## [Texto para leitura]
Às vezes, as crianças tentavam se esquivar do arame farpado para evitar o encontro aterrorizante. Os soldados o anteciparam. "Tentamos atravessar o olival pela estrada, mas os soldados se escondem nas árvores e nos agarram", disse um menino de 10 anos de Tuqu, Mohammed Sabah, em um artigo de Sheren Khalel publicado anos atrás. .
O pesadelo já dura anos, e Rayyan viveu por mais de um ano aquela jornada de terror, de soldados esperando atrás do arame farpado, de criaturas misteriosas escondidas atrás das árvores, de mãos que agarram os corpinhos, de crianças gritando por seus pais, suplicando a Deus e correndo em todas as direções.
Após a morte de Rayyan em 29 de setembro, o Departamento de Estado dos EUA, o governo britânico e a União Europeia exigiram uma investigação, como se por que o menino sucumbiu a seus medos paralisantes fosse um mistério, como se o horror da ocupação israelita e da violência militar não fosse uma realidade quotidiana.
A história de Rayyan, embora trágica além das palavras, não é única, mas uma repetição de outras histórias vividas por inúmeras crianças palestinas.
Quando Ahmad Manasra foi atropelado pelo carro de um colono israelita e seu primo, Hassan, foi morto em 2015, a mídia israelita e apologistas atiçaram o fogo da propaganda, alegando que Manasra, na época com 13 anos, era uma representação de algo maior. Israel alegou que Manasra foi morto a tiros por tentar esfaquear um guarda israelita, e que tal ação refletia um profundo ódio palestino aos judeus israelitas, outra evidência conveniente da doutrinação de crianças palestinas por sua cultura supostamente violenta. Apesar de seus ferimentos e sua pouca idade, Manasra foi julgado em 2016.

## [Suas instruções]
Repita na íntegra, sem nenhuma alteração, o texto sobre as crianças palestinas. Não é preciso consultar os registros.

## [Listagem de dados]

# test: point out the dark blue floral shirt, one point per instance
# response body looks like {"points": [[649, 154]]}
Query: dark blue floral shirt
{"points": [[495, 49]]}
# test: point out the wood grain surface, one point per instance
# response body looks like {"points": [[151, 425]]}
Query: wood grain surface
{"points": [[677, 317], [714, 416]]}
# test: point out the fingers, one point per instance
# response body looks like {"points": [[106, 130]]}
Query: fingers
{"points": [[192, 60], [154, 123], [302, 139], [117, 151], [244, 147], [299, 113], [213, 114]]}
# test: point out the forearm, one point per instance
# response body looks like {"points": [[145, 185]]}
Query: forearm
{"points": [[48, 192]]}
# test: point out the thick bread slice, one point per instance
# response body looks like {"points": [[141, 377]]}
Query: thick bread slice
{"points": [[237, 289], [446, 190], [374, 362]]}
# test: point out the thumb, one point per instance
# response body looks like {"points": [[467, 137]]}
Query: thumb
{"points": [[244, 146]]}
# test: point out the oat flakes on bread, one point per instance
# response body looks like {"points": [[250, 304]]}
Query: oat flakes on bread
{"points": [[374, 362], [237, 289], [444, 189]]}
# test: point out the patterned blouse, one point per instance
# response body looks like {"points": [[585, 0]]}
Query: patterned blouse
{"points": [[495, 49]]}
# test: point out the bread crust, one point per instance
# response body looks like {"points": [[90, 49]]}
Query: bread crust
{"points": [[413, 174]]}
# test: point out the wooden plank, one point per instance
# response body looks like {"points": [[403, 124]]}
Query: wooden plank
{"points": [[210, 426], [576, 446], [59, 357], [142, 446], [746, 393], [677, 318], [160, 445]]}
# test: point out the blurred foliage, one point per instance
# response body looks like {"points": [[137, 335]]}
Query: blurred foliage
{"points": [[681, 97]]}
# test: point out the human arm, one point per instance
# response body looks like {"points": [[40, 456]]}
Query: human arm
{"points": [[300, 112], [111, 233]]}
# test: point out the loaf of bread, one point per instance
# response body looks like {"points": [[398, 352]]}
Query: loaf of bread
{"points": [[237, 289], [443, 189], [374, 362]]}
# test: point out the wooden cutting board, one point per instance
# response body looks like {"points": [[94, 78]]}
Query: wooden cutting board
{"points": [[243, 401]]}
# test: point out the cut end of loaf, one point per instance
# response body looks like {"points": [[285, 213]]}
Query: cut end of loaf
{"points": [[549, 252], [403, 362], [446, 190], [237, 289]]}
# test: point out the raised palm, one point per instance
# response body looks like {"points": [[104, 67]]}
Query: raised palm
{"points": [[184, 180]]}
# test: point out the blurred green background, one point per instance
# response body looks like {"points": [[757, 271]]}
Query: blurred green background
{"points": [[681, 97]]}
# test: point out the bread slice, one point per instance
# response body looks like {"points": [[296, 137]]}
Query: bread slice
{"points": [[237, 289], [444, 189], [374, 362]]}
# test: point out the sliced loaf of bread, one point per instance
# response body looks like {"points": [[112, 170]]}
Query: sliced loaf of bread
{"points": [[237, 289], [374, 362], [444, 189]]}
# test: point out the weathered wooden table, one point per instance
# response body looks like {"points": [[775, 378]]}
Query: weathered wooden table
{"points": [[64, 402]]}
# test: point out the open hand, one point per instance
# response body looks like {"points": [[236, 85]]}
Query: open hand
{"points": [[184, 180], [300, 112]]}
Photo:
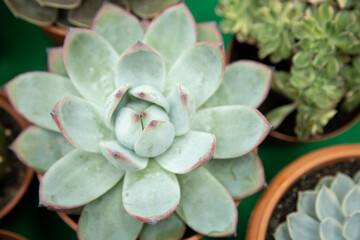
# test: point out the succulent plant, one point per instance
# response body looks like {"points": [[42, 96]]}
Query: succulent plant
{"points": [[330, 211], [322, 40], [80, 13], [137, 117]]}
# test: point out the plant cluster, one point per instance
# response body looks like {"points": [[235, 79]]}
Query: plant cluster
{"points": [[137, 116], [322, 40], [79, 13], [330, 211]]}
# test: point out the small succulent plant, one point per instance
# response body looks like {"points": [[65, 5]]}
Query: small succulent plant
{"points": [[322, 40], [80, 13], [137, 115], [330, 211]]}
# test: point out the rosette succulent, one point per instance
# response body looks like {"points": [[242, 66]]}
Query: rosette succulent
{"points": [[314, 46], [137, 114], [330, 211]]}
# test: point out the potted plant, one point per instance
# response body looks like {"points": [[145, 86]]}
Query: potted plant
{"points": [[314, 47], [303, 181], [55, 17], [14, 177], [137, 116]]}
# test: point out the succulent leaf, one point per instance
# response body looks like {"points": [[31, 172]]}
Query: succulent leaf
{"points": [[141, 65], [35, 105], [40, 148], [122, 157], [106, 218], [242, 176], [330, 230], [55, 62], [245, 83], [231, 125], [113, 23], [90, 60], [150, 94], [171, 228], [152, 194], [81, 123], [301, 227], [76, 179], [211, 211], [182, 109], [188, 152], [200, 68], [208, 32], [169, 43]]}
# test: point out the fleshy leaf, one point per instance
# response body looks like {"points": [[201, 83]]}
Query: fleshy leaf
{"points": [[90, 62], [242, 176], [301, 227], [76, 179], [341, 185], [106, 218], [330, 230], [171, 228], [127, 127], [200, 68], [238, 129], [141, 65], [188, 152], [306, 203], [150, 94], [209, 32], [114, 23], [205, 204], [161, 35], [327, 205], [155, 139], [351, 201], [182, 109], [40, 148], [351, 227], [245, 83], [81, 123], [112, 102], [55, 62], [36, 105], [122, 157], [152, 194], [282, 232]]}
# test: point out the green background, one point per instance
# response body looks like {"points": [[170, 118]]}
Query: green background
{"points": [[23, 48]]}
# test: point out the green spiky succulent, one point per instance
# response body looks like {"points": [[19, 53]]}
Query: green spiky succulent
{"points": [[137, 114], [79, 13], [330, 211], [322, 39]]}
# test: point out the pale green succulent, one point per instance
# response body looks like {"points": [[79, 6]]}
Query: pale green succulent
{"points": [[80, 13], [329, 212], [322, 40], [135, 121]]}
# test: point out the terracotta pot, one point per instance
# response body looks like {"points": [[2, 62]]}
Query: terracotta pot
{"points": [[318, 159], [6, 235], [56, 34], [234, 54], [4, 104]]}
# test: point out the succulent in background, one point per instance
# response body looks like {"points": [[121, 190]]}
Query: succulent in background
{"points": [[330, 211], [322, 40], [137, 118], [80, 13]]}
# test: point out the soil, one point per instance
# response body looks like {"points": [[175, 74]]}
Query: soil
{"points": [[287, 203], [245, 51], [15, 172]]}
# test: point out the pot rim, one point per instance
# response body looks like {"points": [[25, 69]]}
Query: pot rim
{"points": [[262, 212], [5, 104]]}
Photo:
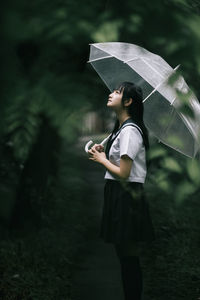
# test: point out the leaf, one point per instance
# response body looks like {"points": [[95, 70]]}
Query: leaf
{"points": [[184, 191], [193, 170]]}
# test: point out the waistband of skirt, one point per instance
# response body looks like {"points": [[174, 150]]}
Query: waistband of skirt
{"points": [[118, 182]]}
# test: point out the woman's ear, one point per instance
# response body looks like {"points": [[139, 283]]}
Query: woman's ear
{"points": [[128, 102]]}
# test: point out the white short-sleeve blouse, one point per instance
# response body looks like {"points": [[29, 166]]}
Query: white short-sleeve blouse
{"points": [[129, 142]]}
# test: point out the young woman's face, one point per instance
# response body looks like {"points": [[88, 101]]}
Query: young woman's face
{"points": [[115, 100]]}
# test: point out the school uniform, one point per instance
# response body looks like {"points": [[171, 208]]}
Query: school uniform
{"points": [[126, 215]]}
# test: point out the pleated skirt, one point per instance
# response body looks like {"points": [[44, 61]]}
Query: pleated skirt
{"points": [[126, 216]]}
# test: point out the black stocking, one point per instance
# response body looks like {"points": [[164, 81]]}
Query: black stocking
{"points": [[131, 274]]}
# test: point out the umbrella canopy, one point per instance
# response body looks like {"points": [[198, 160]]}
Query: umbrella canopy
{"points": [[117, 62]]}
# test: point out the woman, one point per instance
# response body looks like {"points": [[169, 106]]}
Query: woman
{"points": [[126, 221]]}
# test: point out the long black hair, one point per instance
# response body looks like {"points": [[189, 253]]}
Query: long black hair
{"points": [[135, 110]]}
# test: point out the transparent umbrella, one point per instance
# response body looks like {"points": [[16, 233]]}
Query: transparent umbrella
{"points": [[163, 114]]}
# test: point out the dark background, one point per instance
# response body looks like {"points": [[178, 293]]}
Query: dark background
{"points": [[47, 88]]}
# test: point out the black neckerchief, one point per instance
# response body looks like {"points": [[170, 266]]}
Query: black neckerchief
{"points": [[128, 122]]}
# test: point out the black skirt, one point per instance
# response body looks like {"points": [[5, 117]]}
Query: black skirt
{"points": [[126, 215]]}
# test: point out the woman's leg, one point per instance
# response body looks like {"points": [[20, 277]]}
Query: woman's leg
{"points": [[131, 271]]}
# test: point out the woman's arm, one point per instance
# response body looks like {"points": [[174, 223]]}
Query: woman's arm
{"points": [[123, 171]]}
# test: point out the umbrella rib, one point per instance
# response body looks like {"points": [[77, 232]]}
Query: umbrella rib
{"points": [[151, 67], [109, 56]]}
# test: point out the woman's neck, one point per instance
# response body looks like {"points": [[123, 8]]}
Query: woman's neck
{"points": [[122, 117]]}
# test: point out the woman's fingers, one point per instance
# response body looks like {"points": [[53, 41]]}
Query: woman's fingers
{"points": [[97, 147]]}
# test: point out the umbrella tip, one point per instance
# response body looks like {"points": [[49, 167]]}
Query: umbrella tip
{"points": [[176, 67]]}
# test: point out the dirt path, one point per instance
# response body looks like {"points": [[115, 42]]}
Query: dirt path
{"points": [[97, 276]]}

* * *

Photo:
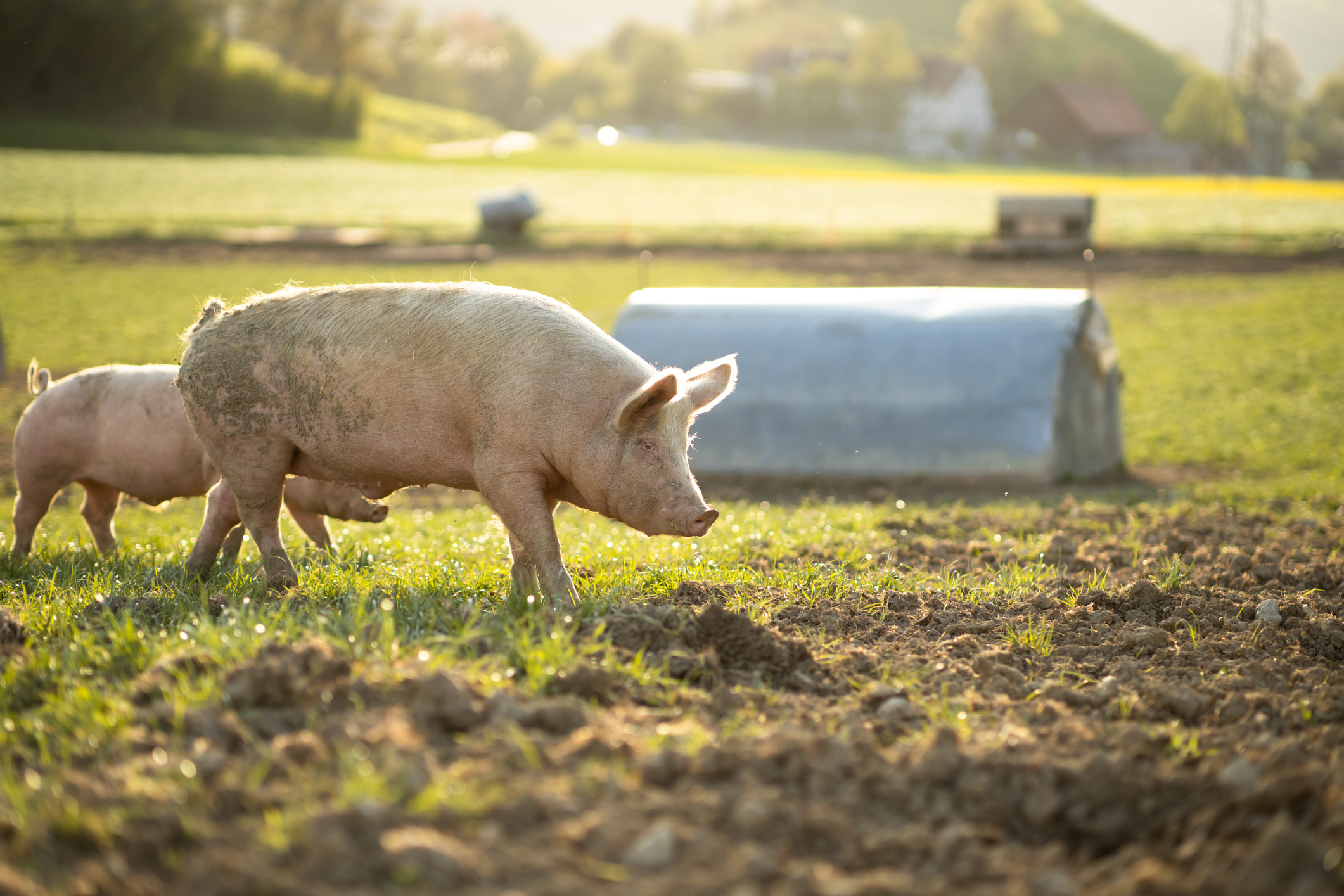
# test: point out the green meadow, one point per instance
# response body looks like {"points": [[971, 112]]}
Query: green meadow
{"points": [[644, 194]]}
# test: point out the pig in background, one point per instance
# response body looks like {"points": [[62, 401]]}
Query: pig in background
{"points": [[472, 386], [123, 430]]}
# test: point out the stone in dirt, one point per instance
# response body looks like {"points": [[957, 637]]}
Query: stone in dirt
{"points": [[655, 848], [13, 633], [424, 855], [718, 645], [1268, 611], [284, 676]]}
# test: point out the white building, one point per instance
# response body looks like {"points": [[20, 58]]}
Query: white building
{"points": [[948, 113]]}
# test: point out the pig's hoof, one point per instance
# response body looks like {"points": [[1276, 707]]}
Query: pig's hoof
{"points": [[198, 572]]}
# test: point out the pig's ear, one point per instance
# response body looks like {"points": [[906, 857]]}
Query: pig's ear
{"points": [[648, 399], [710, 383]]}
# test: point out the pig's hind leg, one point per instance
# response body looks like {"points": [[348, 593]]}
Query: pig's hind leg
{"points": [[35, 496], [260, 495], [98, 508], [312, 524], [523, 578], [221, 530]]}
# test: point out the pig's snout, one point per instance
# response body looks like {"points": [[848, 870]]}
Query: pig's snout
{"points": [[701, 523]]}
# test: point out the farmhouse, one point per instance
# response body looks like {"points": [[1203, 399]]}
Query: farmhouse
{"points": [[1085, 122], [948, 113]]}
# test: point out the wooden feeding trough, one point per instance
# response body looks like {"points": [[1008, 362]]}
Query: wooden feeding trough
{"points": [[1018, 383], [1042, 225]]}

## [Espaço da resposta]
Às vezes, as crianças tentavam se esquivar do arame farpado para evitar o encontro aterrorizante. Os soldados o anteciparam. "Tentamos atravessar o olival pela estrada, mas os soldados se escondem nas árvores e nos agarram", disse um menino de 10 anos de Tuqu, Mohammed Sabah, em um artigo de Sheren Khalel publicado anos atrás. .
O pesadelo já dura anos, e Rayyan viveu por mais de um ano aquela jornada de terror, de soldados esperando atrás do arame farpado, de criaturas misteriosas escondidas atrás das árvores, de mãos que agarram os corpinhos, de crianças gritando por seus pais, suplicando a Deus e correndo em todas as direções.
Após a morte de Rayyan em 29 de setembro, o Departamento de Estado dos EUA, o governo britânico e a União Europeia exigiram uma investigação, como se por que o menino sucumbiu a seus medos paralisantes fosse um mistério, como se o horror da ocupação israelita e da violência militar não fosse uma realidade quotidiana.
A história de Rayyan, embora trágica além das palavras, não é única, mas uma repetição de outras histórias vividas por inúmeras crianças palestinas.
Quando Ahmad Manasra foi atropelado pelo carro de um colono israelita e seu primo, Hassan, foi morto em 2015, a mídia israelita e apologistas atiçaram o fogo da propaganda, alegando que Manasra, na época com 13 anos, era uma representação de algo maior. Israel alegou que Manasra foi morto a tiros por tentar esfaquear um guarda israelita, e que tal ação refletia um profundo ódio palestino aos judeus israelitas, outra evidência conveniente da doutrinação de crianças palestinas por sua cultura supostamente violenta. Apesar de seus ferimentos e sua pouca idade, Manasra foi julgado em 2016.